* **Exercise brief**
Set down, word for word, every line of the listing below, starting with the one that contains "Target: koala's fluffy ear" and ending with the final line. Include nothing else.

* **The data**
★ ★ ★ ★

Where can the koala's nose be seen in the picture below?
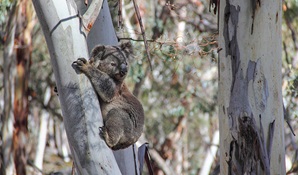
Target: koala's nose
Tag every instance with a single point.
(123, 69)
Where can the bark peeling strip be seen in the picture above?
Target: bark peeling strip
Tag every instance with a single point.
(248, 147)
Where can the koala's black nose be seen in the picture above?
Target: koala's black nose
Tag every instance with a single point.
(123, 69)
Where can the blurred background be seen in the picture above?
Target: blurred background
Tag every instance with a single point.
(179, 95)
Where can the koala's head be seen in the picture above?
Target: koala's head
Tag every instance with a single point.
(112, 60)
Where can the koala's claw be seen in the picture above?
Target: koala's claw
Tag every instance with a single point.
(100, 131)
(82, 60)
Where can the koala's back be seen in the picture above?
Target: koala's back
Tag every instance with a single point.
(126, 115)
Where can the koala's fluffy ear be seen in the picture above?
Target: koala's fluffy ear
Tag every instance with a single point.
(97, 50)
(126, 48)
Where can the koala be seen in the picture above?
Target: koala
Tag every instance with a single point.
(122, 113)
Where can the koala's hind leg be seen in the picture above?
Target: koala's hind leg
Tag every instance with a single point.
(113, 129)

★ ★ ★ ★

* **Answer area**
Target: koala's fluffy ear
Tag every instance with a single point.
(97, 50)
(126, 48)
Where can the koala be seen in the picture above?
Target: koala
Tag every instance with a single point.
(122, 113)
Where can the koala's hind leg be seen in the picture above?
Target: koala's hind leg
Tag every instance with a single point.
(113, 129)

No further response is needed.